'''
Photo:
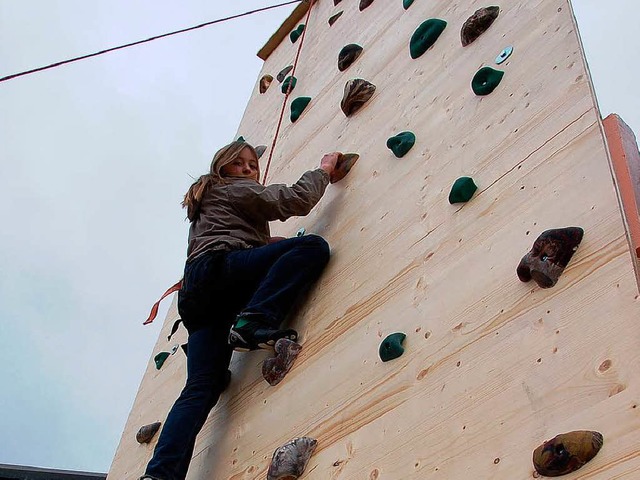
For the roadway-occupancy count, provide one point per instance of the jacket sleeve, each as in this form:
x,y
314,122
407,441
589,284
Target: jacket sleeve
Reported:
x,y
280,201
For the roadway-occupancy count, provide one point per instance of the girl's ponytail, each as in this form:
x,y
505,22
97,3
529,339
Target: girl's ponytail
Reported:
x,y
227,154
193,197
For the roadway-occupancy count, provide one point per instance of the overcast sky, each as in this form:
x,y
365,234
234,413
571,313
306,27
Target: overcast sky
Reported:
x,y
95,157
'''
- DIRECTIONS -
Can you turn every line of the listing above into a numbered list, skipping blank lines and leaving out the pictures?

- FULL OUTPUT -
1. Photo:
2. For the roadway-occupancy count, provide one point per instance of the jacket sleeve, each as in this form:
3. x,y
4. 314,122
5. 407,441
6. 589,284
7. Target: jacket sleeve
8. Reported:
9. x,y
10. 280,201
11. For the roadway-occupancy count, provide one point per instance of the girl's ponytail, each as in this form:
12. x,y
13. 505,22
14. 97,3
15. 529,339
16. Target: girl's ponytail
17. Reported:
18. x,y
19. 227,154
20. 193,197
21. For the roadway-occupancy count, provide one point per instance of the overcast sky, each as in this form:
22. x,y
23. 365,234
24. 234,413
25. 571,313
26. 306,27
27. Target: overcast sky
28. Reported:
29. x,y
30. 95,157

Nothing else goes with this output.